What is asked: Rewrite the stretch from the start of the lines below through the line containing "holes: even-odd rule", changing "grassy verge" to "roadside grass" and leaving everything else as it is.
[Begin]
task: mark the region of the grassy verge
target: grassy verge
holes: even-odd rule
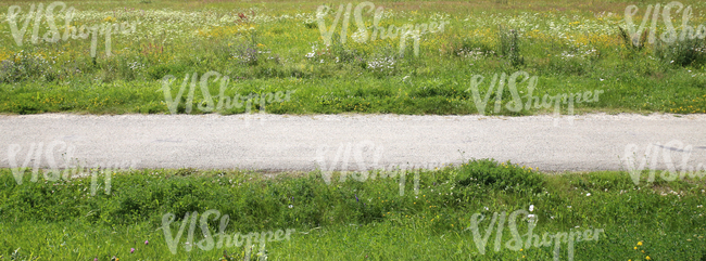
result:
[[[471,160],[408,172],[401,195],[401,175],[389,171],[343,182],[335,175],[326,184],[320,172],[137,170],[113,175],[110,195],[100,187],[91,196],[90,178],[31,182],[28,171],[18,185],[10,170],[0,172],[0,256],[7,259],[18,249],[15,256],[23,259],[220,260],[225,250],[242,260],[247,244],[186,251],[188,220],[176,255],[171,252],[164,216],[176,217],[174,237],[185,214],[197,211],[201,219],[206,210],[229,216],[228,235],[295,230],[290,239],[266,244],[270,260],[552,259],[553,244],[508,247],[509,221],[500,237],[492,230],[481,253],[480,238],[469,230],[474,214],[486,216],[478,225],[482,236],[494,212],[516,210],[537,216],[534,234],[603,230],[596,240],[575,244],[575,260],[706,257],[703,178],[635,185],[625,172],[546,174]],[[97,182],[104,184],[102,178]],[[517,220],[526,240],[529,223]],[[217,242],[218,219],[205,222]],[[191,245],[207,242],[197,224]],[[559,244],[559,255],[567,259],[567,244]]]
[[[641,21],[647,2],[658,1],[638,3],[634,21]],[[706,9],[703,2],[682,2],[694,10],[690,21],[694,28],[706,22],[701,15]],[[89,54],[90,39],[33,43],[34,25],[28,26],[22,45],[12,34],[0,36],[0,113],[168,113],[161,80],[173,75],[178,81],[207,71],[230,78],[224,92],[230,97],[297,90],[291,101],[255,108],[275,114],[533,115],[553,110],[550,106],[508,109],[513,102],[509,83],[500,91],[499,84],[491,90],[490,81],[494,75],[515,71],[538,77],[532,95],[539,99],[603,91],[595,102],[575,104],[577,113],[706,113],[706,40],[643,41],[634,47],[619,29],[626,27],[627,2],[375,2],[384,10],[380,28],[445,25],[443,30],[421,35],[418,55],[414,41],[407,39],[402,49],[399,36],[356,41],[354,32],[363,26],[358,28],[354,17],[345,42],[338,25],[331,44],[326,45],[316,10],[320,4],[336,10],[338,3],[348,2],[128,1],[121,5],[66,1],[77,10],[71,28],[119,25],[110,55],[103,35],[98,37],[94,57]],[[21,6],[21,15],[29,10],[25,1],[0,3],[0,10],[10,4]],[[0,19],[7,16],[0,13]],[[333,11],[326,16],[329,28],[333,17]],[[63,34],[64,16],[55,18]],[[373,34],[373,13],[362,18]],[[39,37],[49,28],[47,21],[40,22]],[[678,18],[672,23],[681,25]],[[665,29],[664,23],[657,23],[656,35]],[[10,23],[0,23],[0,31],[11,32]],[[489,93],[488,102],[482,102],[484,109],[467,91],[476,75],[486,78],[478,86],[480,97]],[[217,102],[219,83],[212,78],[207,84],[212,101]],[[172,87],[173,96],[178,86]],[[209,99],[198,84],[193,89],[189,103],[194,109],[189,113],[209,113],[196,109]],[[526,103],[530,99],[525,97],[527,83],[517,89]],[[181,106],[186,107],[187,96],[180,100]],[[495,109],[495,101],[502,107]],[[214,110],[237,114],[245,108]],[[562,104],[559,113],[569,113],[568,104]]]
[End]
Finished answer:
task: mark the region of the roadside grass
target: roadside grass
holes: even-odd rule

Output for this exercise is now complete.